*DOCUMENT TEXT*:
--------------------------------

Related papers: SBFA: Single Sneaky Bit Flip Attack to Break Large Language Models

SBFA: Single Sneaky Bit Flip Attack to Break Large Language Models

URL: http://arxiv.org/abs/2509.21843v1
Date: Fri, 26 Sep 2025 04:03:53 GMT
Title: SBFA: Single Sneaky Bit Flip Attack to Break Large Language Models
Authors: Jingkai Guo, Chaitali Chakrabarti, Deliang Fan,
Abstract summary: Bit-Flip Attacks can severely compromise Deep Neural Networks (DNNs)<n>We propose SBFA (Sneaky Bit-Flip Attack), which collapses LLM performance with only one single bit flip.<n>It is achieved through iterative searching and ranking through our defined parameter sensitivity metric, ImpactScore.

--------------------------------

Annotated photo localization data
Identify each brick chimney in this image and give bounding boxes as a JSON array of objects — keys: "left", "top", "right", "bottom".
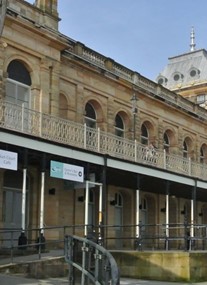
[{"left": 35, "top": 0, "right": 58, "bottom": 17}]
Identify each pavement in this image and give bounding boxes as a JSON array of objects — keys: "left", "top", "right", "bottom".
[
  {"left": 0, "top": 250, "right": 207, "bottom": 285},
  {"left": 0, "top": 274, "right": 207, "bottom": 285}
]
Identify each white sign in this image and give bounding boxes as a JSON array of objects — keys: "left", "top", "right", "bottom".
[
  {"left": 50, "top": 160, "right": 84, "bottom": 182},
  {"left": 0, "top": 149, "right": 17, "bottom": 170}
]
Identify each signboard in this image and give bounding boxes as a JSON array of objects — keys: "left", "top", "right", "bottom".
[
  {"left": 50, "top": 160, "right": 84, "bottom": 182},
  {"left": 0, "top": 0, "right": 7, "bottom": 37},
  {"left": 0, "top": 149, "right": 18, "bottom": 170}
]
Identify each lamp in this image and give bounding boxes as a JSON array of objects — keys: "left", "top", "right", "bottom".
[{"left": 131, "top": 93, "right": 138, "bottom": 140}]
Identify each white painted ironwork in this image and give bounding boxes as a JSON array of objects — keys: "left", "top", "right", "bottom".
[{"left": 0, "top": 101, "right": 207, "bottom": 180}]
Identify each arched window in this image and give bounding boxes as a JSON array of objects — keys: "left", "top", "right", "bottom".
[
  {"left": 59, "top": 94, "right": 68, "bottom": 119},
  {"left": 115, "top": 193, "right": 123, "bottom": 207},
  {"left": 200, "top": 146, "right": 205, "bottom": 163},
  {"left": 85, "top": 103, "right": 96, "bottom": 129},
  {"left": 115, "top": 114, "right": 124, "bottom": 137},
  {"left": 88, "top": 189, "right": 95, "bottom": 230},
  {"left": 163, "top": 132, "right": 170, "bottom": 152},
  {"left": 141, "top": 124, "right": 149, "bottom": 145},
  {"left": 6, "top": 60, "right": 31, "bottom": 108},
  {"left": 183, "top": 140, "right": 188, "bottom": 158}
]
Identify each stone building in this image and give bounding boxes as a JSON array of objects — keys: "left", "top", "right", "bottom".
[{"left": 0, "top": 0, "right": 207, "bottom": 251}]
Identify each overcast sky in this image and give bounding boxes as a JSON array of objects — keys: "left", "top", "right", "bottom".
[{"left": 27, "top": 0, "right": 207, "bottom": 80}]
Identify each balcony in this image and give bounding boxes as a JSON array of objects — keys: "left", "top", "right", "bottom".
[{"left": 0, "top": 101, "right": 207, "bottom": 180}]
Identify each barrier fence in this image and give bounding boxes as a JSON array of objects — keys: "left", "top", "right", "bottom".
[{"left": 0, "top": 223, "right": 207, "bottom": 260}]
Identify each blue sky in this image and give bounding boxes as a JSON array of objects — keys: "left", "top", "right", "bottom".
[{"left": 27, "top": 0, "right": 207, "bottom": 80}]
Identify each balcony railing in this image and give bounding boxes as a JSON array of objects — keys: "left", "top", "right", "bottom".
[{"left": 0, "top": 101, "right": 207, "bottom": 180}]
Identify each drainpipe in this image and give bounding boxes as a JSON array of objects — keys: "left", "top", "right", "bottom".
[
  {"left": 165, "top": 181, "right": 170, "bottom": 250},
  {"left": 22, "top": 149, "right": 28, "bottom": 232},
  {"left": 40, "top": 154, "right": 46, "bottom": 234},
  {"left": 190, "top": 180, "right": 197, "bottom": 249},
  {"left": 135, "top": 174, "right": 141, "bottom": 249}
]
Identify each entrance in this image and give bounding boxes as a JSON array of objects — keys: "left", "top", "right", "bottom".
[{"left": 3, "top": 170, "right": 29, "bottom": 247}]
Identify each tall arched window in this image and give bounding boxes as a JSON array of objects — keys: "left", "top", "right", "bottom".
[
  {"left": 200, "top": 146, "right": 205, "bottom": 163},
  {"left": 6, "top": 60, "right": 31, "bottom": 108},
  {"left": 115, "top": 114, "right": 124, "bottom": 137},
  {"left": 85, "top": 103, "right": 96, "bottom": 129},
  {"left": 183, "top": 140, "right": 188, "bottom": 158},
  {"left": 59, "top": 94, "right": 68, "bottom": 119},
  {"left": 141, "top": 124, "right": 149, "bottom": 145},
  {"left": 163, "top": 132, "right": 170, "bottom": 152}
]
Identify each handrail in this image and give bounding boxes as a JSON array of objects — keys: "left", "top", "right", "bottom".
[
  {"left": 0, "top": 101, "right": 207, "bottom": 180},
  {"left": 65, "top": 236, "right": 120, "bottom": 285}
]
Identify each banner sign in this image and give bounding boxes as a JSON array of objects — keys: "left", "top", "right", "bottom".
[
  {"left": 0, "top": 149, "right": 18, "bottom": 170},
  {"left": 50, "top": 160, "right": 84, "bottom": 182}
]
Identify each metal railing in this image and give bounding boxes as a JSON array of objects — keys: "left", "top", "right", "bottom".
[
  {"left": 65, "top": 236, "right": 120, "bottom": 285},
  {"left": 0, "top": 101, "right": 207, "bottom": 180}
]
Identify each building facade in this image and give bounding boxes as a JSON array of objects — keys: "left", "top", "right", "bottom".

--------------------------------

*USING THE INFORMATION*:
A: According to the SBFA paper listing, what is the name of the parameter sensitivity metric the authors defined?
B: Translate this sentence from the SBFA paper listing into Spanish: "We propose SBFA (Sneaky Bit-Flip Attack), which collapses LLM performance with only one single bit flip."
The items were taken from a different source than the SBFA paper listing.

*ANSWERS TO THIS EXERCISE*:
A: ImpactScore

B: Proponemos SBFA (Sneaky Bit-Flip Attack), que hace colapsar el rendimiento de los LLM con un solo cambio de bit.